[Défis]
1. D'après le texte sur Marie-Amélie, comment Talleyrand la considérait-il ?
2. Dans le texte sur Marie-Amélie, reprenez la partie qui s'ouvre sur les mots contenant « Marie-Amélie, la dernière » et se clôt sur « jusqu’aux plus hostiles. », en substituant « femme » à « épouse ».
3. Reprenez le texte sur Marie-Amélie et prolongez-le à partir de sa dernière phrase.

[Section du texte]
******************************

Marie-Amélie, la dernière reine des Français

Elle a été la dernière reine de l’histoire de France, épouse de Louis-Philippe, « roi des Français » : Marie-Amélie de Bourbon (1782-1866). Largement méconnue, Talleyrand la considérait comme la « dernière grande dame d’Europe ». Avec son mari, elle crut refermer le cycle des révolutions. C’est lui qui les emporta en 1848. Loin des clichés, Raphaël Dargent dresse un portrait qui surprendra jusqu’aux plus hostiles.

******************************

[Matériel recueilli]

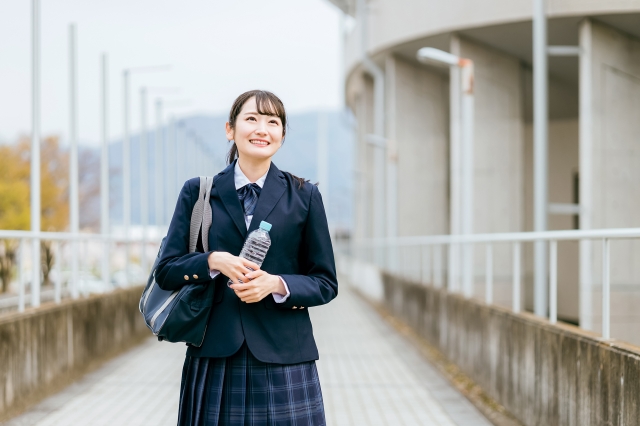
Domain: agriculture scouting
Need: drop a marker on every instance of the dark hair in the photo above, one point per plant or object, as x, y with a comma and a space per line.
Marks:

******************************

[Réponses de l'exercice]
1. Comme la « dernière grande dame d’Europe ».

2.
Marie-Amélie, la dernière reine des Français

Elle a été la dernière reine de l’histoire de France, femme de Louis-Philippe, « roi des Français » : Marie-Amélie de Bourbon (1782-1866). Largement méconnue, Talleyrand la considérait comme la « dernière grande dame d’Europe ». Avec son mari, elle crut refermer le cycle des révolutions. C’est lui qui les emporta en 1848. Loin des clichés, Raphaël Dargent dresse un portrait qui surprendra jusqu’aux plus hostiles.

3.
On sait la jolie formule de Talleyrand sur le bonheur avant 1789. On peut la trouver ironique quand on sait le rôle décisif du prince au commencement de la Révolution. En effet, comme tant d’autres grandes figures de ce moment qui court de la journée des Tuiles au Comité de Salut Public, le Janus de Valençay a nourri le fanatisme égalitaire qui allait dévorer les Français puis l’Europe. C’est la Législative, dominée par les Girondins, qui déclare la guerre à tout le continent au printemps 1792. La Révolution n’invente ni le patriotisme ni le nationalisme, mais outre qu’elle inaugure l’irrédentisme, elle réduit la communauté nationale à un corps politique. Et la République, elle, est sanguinaire : elle massacre des gens désarmés dans leurs prisons et brûle des villes d’Allemagne au nom des droits de l’homme. Elle est à l’origine de la transformation de l’Europe en une grande caserne. Pendant un siècle et demi, jusqu’à épuisement, des peuples entiers vont se jeter les uns sur les autres. Meurtrières, les guerres des princes étaient cependant limitées dans le temps, l’espace et par leurs moyens humains et matérielles. Après 1789, la guerre devient industrielle.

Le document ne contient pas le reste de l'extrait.